Part of a data file
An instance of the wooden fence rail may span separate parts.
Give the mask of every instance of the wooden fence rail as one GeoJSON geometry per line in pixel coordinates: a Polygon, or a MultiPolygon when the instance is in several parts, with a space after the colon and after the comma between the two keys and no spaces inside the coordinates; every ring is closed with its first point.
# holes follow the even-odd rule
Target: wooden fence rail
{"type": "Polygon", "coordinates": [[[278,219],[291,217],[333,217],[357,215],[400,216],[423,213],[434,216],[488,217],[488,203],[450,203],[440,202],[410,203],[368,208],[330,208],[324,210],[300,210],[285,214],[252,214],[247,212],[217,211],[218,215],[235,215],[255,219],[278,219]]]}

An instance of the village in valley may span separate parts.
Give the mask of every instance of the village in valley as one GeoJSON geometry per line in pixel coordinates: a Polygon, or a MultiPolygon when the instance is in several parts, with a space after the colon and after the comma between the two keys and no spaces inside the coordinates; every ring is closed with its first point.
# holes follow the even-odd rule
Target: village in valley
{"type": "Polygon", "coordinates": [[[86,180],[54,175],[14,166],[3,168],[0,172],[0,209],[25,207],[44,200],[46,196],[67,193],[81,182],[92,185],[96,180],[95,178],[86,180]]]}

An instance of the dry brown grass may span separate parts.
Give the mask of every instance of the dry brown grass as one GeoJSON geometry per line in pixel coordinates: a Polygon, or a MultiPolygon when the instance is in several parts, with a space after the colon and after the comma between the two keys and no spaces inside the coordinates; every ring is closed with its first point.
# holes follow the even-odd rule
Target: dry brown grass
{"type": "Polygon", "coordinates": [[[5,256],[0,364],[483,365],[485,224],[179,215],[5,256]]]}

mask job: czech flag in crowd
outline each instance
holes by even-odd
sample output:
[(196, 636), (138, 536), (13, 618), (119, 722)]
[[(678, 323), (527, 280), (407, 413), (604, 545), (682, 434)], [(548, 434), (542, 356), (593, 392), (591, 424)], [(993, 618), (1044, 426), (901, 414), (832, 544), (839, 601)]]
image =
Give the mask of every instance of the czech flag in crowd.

PROBLEM STATEMENT:
Copy exactly the lines of the listing above, beginning at the line with "An instance of the dry" and ending at its final line; write out nothing else.

FULL RESPONSE:
An instance of the dry brown grass may span separate parts.
Give the mask of every instance of the dry brown grass as one GeoJSON geometry per line in pixel coordinates: a Polygon, or a MultiPolygon when the instance is in several parts, with a space after the colon and after the comma between the two keys and no spaces inside the coordinates; every ring is closed with its first point.
# holes follow the even-odd rule
Target: dry brown grass
{"type": "Polygon", "coordinates": [[[5,256],[0,364],[483,365],[485,224],[179,215],[5,256]]]}

mask job: czech flag in crowd
outline each instance
holes by even-odd
sample output:
[(196, 636), (138, 536), (13, 618), (119, 722)]
[[(678, 323), (527, 280), (407, 413), (604, 545), (682, 434)], [(548, 434), (542, 356), (593, 392), (591, 424)], [(993, 618), (1044, 426), (901, 414), (832, 544), (839, 601)]]
image =
Give the mask of every instance of the czech flag in crowd.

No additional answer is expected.